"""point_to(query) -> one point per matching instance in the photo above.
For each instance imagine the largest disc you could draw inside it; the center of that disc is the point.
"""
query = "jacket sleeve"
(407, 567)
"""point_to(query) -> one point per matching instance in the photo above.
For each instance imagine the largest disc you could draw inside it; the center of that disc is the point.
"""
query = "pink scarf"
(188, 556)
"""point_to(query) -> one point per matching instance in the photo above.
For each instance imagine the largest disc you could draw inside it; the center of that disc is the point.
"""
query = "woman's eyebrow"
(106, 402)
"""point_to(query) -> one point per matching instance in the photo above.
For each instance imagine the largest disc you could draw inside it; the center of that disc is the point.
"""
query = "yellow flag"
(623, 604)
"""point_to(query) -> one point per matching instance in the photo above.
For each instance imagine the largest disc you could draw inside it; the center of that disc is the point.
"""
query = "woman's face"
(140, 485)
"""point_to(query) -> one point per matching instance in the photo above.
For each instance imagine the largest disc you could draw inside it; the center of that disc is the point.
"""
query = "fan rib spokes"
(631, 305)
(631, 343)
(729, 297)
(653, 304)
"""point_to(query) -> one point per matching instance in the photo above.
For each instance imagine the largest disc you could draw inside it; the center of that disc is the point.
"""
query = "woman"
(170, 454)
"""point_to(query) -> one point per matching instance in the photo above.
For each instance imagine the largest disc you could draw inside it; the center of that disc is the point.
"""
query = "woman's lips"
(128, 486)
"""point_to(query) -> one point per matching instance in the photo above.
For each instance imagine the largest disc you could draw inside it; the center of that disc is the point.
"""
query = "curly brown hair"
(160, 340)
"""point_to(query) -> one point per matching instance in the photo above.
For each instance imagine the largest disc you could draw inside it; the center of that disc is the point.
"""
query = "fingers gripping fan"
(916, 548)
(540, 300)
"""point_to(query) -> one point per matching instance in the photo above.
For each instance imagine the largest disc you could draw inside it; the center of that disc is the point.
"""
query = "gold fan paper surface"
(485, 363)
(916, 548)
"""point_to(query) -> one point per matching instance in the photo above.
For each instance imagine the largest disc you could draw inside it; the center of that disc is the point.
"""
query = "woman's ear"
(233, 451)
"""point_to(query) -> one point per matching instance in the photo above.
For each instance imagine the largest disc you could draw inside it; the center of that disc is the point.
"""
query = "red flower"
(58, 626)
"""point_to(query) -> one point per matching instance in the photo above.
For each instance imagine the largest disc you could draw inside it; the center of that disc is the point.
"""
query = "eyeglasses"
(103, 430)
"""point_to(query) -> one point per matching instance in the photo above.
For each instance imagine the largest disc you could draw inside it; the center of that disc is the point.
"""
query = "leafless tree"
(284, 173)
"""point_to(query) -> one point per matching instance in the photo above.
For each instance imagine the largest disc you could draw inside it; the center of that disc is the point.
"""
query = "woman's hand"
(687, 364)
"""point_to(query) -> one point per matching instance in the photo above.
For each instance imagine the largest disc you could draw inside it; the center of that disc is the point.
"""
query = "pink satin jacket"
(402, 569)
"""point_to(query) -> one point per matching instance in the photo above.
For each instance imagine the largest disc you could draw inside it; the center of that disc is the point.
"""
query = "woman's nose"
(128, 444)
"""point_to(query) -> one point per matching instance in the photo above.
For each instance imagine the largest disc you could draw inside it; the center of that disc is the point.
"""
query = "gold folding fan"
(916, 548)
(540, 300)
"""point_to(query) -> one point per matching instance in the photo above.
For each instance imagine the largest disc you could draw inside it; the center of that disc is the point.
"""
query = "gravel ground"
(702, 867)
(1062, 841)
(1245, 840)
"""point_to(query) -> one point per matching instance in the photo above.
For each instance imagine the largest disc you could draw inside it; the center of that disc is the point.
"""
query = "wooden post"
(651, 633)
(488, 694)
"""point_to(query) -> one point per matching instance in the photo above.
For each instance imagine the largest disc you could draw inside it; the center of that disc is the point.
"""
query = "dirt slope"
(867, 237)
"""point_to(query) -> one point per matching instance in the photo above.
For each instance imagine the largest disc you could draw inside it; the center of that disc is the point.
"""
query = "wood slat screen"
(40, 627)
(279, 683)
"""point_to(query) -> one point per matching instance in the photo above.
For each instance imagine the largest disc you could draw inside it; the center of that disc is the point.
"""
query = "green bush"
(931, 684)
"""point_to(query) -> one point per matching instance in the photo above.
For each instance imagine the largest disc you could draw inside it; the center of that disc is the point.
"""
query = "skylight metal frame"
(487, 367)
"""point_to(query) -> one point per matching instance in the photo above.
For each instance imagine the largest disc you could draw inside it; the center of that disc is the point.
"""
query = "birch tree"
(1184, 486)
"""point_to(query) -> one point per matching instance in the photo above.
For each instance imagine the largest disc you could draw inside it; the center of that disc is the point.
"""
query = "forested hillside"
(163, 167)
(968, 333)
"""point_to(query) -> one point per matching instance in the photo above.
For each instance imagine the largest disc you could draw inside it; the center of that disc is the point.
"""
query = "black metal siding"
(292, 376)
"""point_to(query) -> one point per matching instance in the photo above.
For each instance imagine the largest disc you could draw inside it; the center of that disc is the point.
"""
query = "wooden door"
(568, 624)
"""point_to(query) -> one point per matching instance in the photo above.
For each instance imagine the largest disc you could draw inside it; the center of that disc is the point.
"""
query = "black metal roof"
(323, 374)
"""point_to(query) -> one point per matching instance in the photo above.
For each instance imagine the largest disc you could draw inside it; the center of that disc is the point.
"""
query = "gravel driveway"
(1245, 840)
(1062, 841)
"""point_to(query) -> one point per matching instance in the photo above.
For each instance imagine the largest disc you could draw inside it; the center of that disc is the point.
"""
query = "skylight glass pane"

■ Written task ■
Output every entry shown above, exactly.

■ Exercise solution ■
"""point_to(query) -> one point per matching instance in the photo above.
For each instance imagine the largest disc you could draw inside it; the center of that disc is the point.
"""
query = "jacket sleeve"
(407, 567)
"""point_to(query) -> one point per matching instance in the photo above.
For each instance imagine the largest disc you could draw inside it; the center of that disc is the point.
"""
query = "pink scarf"
(188, 556)
"""point_to(query) -> one point per matching instance in the photo above.
For each instance imagine the largest disc you could draw inside it; the center of that disc is the point.
"""
query = "woman's eyebrow"
(106, 402)
"""point_to(query) -> one point per matching instance in the photo above.
For each instance imagine the largest disc you could draw inside it; the center of that disc is the point.
"""
query = "yellow flag"
(623, 604)
"""point_to(query) -> one point per matching instance in the photo above.
For each instance imagine the largest disc you could draw inside it; the center of that disc is the point.
"""
query = "woman's face"
(140, 485)
"""point_to(query) -> one point per matching instance in the photo above.
For each instance imagine the largest disc you could draw inside it; the center of that disc is the point.
"""
query = "fan rib spokes"
(631, 305)
(631, 343)
(729, 297)
(653, 304)
"""point_to(query) -> one point per matching instance in the photo above.
For each instance imagine the largest disc you could draw inside it; the center of that disc is the point.
"""
query = "woman"
(170, 454)
"""point_to(query) -> one point per matching instance in the photo above.
For each instance imagine the largest disc you could draw inside it; the center of that disc is the point.
"""
query = "woman's lips"
(128, 486)
"""point_to(query) -> one point per matching instance in the photo above.
For each instance imagine the largest disc you could draw inside it; the center of that disc is the point.
"""
query = "curly brown hair"
(160, 340)
"""point_to(query) -> one point per matching instance in the photo above.
For each instance imagine the largest disc you could draw inside it; the center of that disc is the point.
"""
query = "fingers gripping fan"
(916, 548)
(540, 300)
"""point_to(query) -> one point per matching instance in the photo above.
For each instance imagine the largest disc you could draw inside it; the center of that disc is the point.
"""
query = "gold fan paper surface"
(485, 363)
(916, 548)
"""point_to(query) -> one point per matching instance in the photo above.
For each instance imagine the largest disc you could draw inside it; the center of that disc is the point.
"""
query = "woman's ear"
(233, 451)
"""point_to(query) -> one point per matching instance in the photo above.
For each instance imagine the largest disc you could draw inside it; the center of that disc is the point.
"""
query = "red flower"
(58, 626)
"""point_to(query) -> one point per matching instance in the photo above.
For each instance imagine the largest disc you could draw inside it; the center of that disc is the point.
"""
query = "eyeglasses"
(103, 430)
"""point_to(query) -> one point per matching instance in the photo above.
For each instance imagine the largest disc you could draw inside it; the center of that disc is the point.
"""
query = "leafless tree"
(284, 173)
"""point_to(query) -> one point per matching instance in the photo above.
For each instance imagine the largest disc you could draw inside it; the center of that disc is the point.
"""
query = "woman's hand"
(687, 364)
"""point_to(query) -> one point per matching instance in the photo above.
For each instance imagine the largest disc you could draw inside it; the center of that disc is the point.
"""
query = "pink satin jacket"
(402, 569)
"""point_to(query) -> one point per matching instance in the photo above.
For each instance imagine the largest disc you could draw inside it; the center of that disc is the point.
"""
query = "woman's nose"
(128, 444)
"""point_to(query) -> one point per matching instance in the photo above.
For each instance imagine the largest disc you could draw inside it; the center of that disc is the point.
"""
query = "gold folding fan"
(916, 548)
(540, 300)
"""point_to(query) -> one point per matching instance in the photo above.
For each instance imagine the largest disc you could draw inside it; the center of that disc is the point.
"""
query = "gravel ground"
(702, 867)
(1062, 841)
(1245, 840)
"""point_to(query) -> one point per matching instance in the photo above.
For each instance imagine the largest disc you could draw inside it; the center of that disc is the point.
"""
query = "wooden post"
(651, 633)
(488, 694)
"""point_to(query) -> one point per matching instance in the photo above.
For each instance imagine the largest disc you could draw inside it; the center of that disc is the point.
"""
query = "dirt slope"
(867, 237)
"""point_to(query) -> one point per matching instance in the photo above.
For each instance imagine the largest disc you could draw inside it; the center of that disc is the point.
"""
query = "wood slat screen"
(40, 627)
(279, 683)
"""point_to(query) -> one point per matching instance in the photo above.
For each instance imagine the largest disc you could draw inside it; the center of that disc is the point.
"""
query = "green bush"
(931, 684)
"""point_to(query) -> one point per matching instance in the photo above.
For each instance imagine the largest disc you could draw inside it; the center of that disc is the point.
"""
query = "skylight metal frame"
(487, 367)
"""point_to(query) -> one point per matching instance in the photo above.
For each instance imagine the largest disc you could draw inside it; the center of that disc is the point.
"""
query = "birch tree"
(1184, 486)
"""point_to(query) -> one point per matching instance in the photo above.
For each instance imagine the largest disc you could draw inside it; the center of that disc is the point.
"""
query = "forested hillside"
(163, 167)
(968, 333)
"""point_to(query) -> one point per matching instance in the photo above.
For each instance imagine the largest disc you could draw inside it; the center of that disc is the point.
"""
query = "black metal siding"
(292, 376)
"""point_to(query) -> one point per matching instance in the photo above.
For each instance imagine the largest disc you could draw inside it; the center of that disc is the point.
"""
query = "wooden door"
(568, 624)
"""point_to(query) -> one point per matching instance in the photo above.
For each instance imagine the largest disc you could draw inside it; the center of that disc is the point.
"""
query = "black metal roof"
(323, 374)
"""point_to(query) -> one point per matching instance in the photo above.
For each instance imagine the largest disc you could draw inside it; the center of that disc is the point.
"""
query = "gravel driveway"
(1245, 840)
(1062, 841)
"""point_to(query) -> one point per matching instance in the photo above.
For each instance imagine the largest disc you could draw inside it; the center of that disc is the point.
"""
query = "skylight glass pane"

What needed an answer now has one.